**ИСХОДНЫЙ ТЕКСТ**
= = =

Параграф 144 «дозволял», но не обязывал, создавать ученические библиотеки «на добровольные пожертвования учеников» [Собрание постановлений., 1875, с. 107]. Это «дозволение» предсказуемо вылилось в формы обязательных поборов в некоторых учебных заведениях. В Тульчинском училище был введен взнос в 75 коп. с каждого ученика. Борясь с таким способом пополнения библиотек, Учебный комитет требовал предоставить ученически библиотеки «добровольному их усердию» [РГИА, ф. 797, оп. 45, д. 10а, л. 628 об]. Очевидно, за этим стояла все та же воспитательная задача: любящие чтение ученики будут всеми способами стремиться пополнить библиотеку для себя и своих товарищей.
Хотя состав училищных и семинарских библиотек фигурирует в большинстве отчетов ревизоров, сведения о них крайне неоднородны, что, по-видимому, связано с реальной ситуацией с библиотечными каталогами. Судя по всему, в некоторых случаях ревизоры не могли получить точных сведений даже о количестве книг, поэтому им приходилось выносить общее суждение: «крайне бедна», «невелика», «небогата», - а также отмечать неудобства помещения. В большинстве училищ к 1875 г. количество книг в ученической библиотеке колебалось в диапазоне 100-150 названий книг. При
этом ученическую библиотеку Суздальского духовного училища в 138 книг ревизор И.К. Зинченко посчитал «довольно удовлетворительно составленной» [РГИА, ф. 797, оп. 45, д. 10б, л. 4 об], а библиотеку Шаргородского училища в 100 книг ревизор С.И. Миропольский - «скудной» [РГИА, ф. 797, оп. 45, д. 10б, л. 23].

= = =

**ЗАДАНИЕ A**
Пожалуйста, кратко перескажите текст об ученических библиотеках духовных училищ в двух предложениях.
Текст и записи никак не связаны друг с другом.

Записи коллекции:
= = =

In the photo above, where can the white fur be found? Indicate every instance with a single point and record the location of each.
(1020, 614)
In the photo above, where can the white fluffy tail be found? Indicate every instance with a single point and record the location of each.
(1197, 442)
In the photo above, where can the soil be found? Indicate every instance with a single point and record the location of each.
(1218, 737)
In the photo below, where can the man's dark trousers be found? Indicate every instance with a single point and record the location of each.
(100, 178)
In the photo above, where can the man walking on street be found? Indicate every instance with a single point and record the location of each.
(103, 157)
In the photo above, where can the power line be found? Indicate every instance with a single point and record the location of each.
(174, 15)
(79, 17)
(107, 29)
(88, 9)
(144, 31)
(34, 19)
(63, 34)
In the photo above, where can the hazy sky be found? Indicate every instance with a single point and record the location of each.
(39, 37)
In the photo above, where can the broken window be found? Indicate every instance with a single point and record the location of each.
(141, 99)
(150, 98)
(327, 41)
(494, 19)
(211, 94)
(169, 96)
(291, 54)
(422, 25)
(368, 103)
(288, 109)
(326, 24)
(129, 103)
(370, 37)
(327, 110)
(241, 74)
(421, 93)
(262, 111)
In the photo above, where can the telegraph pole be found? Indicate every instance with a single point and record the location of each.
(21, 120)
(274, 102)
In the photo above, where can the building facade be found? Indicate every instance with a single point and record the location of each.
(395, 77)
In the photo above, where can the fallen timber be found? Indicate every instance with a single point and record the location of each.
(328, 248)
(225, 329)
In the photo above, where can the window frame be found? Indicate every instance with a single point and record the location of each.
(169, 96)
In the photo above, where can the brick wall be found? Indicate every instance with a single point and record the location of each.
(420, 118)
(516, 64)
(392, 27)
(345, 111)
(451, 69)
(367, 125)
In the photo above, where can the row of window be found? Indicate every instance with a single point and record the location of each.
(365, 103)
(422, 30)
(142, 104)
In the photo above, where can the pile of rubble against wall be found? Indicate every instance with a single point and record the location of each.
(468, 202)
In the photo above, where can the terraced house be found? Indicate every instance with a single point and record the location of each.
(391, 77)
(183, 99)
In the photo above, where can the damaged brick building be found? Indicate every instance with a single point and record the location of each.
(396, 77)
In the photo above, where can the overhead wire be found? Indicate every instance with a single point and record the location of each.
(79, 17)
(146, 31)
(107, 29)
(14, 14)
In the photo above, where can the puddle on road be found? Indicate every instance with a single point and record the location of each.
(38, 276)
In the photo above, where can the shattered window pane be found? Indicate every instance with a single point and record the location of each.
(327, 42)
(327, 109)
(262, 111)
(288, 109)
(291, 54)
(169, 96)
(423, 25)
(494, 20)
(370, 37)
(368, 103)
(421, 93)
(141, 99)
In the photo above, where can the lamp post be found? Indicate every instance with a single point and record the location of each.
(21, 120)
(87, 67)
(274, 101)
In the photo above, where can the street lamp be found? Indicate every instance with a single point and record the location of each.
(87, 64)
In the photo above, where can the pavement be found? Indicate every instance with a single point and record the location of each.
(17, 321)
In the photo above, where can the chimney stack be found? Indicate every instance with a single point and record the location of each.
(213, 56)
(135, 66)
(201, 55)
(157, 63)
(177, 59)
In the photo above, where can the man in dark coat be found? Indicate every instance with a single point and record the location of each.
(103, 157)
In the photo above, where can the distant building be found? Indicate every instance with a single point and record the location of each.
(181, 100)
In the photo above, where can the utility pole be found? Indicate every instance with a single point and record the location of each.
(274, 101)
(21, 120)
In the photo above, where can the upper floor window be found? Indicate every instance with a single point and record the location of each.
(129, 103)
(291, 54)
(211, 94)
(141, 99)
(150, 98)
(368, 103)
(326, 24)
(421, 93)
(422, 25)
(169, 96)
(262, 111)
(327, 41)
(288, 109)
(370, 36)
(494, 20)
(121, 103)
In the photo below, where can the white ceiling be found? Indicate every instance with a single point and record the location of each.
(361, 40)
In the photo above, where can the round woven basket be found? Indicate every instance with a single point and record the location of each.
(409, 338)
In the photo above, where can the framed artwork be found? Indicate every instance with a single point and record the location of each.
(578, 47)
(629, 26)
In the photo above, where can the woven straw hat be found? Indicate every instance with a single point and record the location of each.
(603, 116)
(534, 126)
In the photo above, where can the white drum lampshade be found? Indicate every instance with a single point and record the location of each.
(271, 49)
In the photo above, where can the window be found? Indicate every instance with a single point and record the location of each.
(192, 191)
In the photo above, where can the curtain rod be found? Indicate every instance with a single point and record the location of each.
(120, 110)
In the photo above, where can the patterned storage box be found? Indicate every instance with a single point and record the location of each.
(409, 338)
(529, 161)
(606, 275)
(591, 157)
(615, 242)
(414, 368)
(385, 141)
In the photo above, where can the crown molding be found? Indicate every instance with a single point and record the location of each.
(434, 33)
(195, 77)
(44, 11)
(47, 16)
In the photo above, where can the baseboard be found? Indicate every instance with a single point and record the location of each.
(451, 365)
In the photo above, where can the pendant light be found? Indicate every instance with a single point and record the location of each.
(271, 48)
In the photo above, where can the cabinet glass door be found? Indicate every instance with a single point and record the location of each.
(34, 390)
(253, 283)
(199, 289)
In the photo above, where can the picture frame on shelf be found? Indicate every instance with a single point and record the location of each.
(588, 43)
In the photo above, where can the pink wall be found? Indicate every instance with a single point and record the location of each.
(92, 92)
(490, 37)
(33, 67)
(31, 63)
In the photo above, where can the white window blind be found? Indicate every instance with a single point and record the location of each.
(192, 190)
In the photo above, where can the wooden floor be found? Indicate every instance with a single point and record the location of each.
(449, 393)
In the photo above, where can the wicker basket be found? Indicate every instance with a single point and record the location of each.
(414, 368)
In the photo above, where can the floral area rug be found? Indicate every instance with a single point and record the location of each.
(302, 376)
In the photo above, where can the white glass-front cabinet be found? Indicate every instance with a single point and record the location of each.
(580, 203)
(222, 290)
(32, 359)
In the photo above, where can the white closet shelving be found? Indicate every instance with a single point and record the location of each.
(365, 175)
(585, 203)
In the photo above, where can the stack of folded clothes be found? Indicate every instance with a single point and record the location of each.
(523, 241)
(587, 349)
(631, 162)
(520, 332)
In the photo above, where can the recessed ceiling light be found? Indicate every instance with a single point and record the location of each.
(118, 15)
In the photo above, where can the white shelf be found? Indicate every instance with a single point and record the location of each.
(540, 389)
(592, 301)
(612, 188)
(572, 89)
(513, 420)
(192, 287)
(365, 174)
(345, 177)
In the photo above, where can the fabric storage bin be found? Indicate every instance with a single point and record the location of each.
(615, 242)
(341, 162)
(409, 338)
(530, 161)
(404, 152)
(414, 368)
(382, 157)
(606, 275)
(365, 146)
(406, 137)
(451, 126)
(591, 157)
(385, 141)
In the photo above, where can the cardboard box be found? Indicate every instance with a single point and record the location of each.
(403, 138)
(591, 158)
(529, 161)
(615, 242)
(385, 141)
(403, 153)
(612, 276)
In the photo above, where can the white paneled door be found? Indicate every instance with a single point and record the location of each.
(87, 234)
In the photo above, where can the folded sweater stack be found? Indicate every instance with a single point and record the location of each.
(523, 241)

= = =

**ЗАДАНИЕ B**
Перечислите все строки записей, содержащие слово «glass».

**ПОЛНЫЙ ОТВЕТ A**
Параграф 144 разрешал создавать ученические библиотеки на добровольные пожертвования учеников, однако в некоторых заведениях, например в Тульчинском училище, это превратилось в обязательные поборы, с которыми боролся Учебный комитет. Сведения о библиотеках в отчетах ревизоров крайне неоднородны: к 1875 г. в большинстве училищ насчитывалось 100–150 названий книг, а оценки расходились, и библиотеку Суздальского училища в 138 книг ревизор счел довольно удовлетворительной, тогда как библиотеку Шаргородского училища в 100 книг назвал скудной.

**ПОЛНЫЙ ОТВЕТ B**
In the photo above, where can the cabinet glass door be found? Indicate every instance with a single point and record the location of each.
In the photo above, where can the white glass-front cabinet be found? Indicate every instance with a single point and record the location of each.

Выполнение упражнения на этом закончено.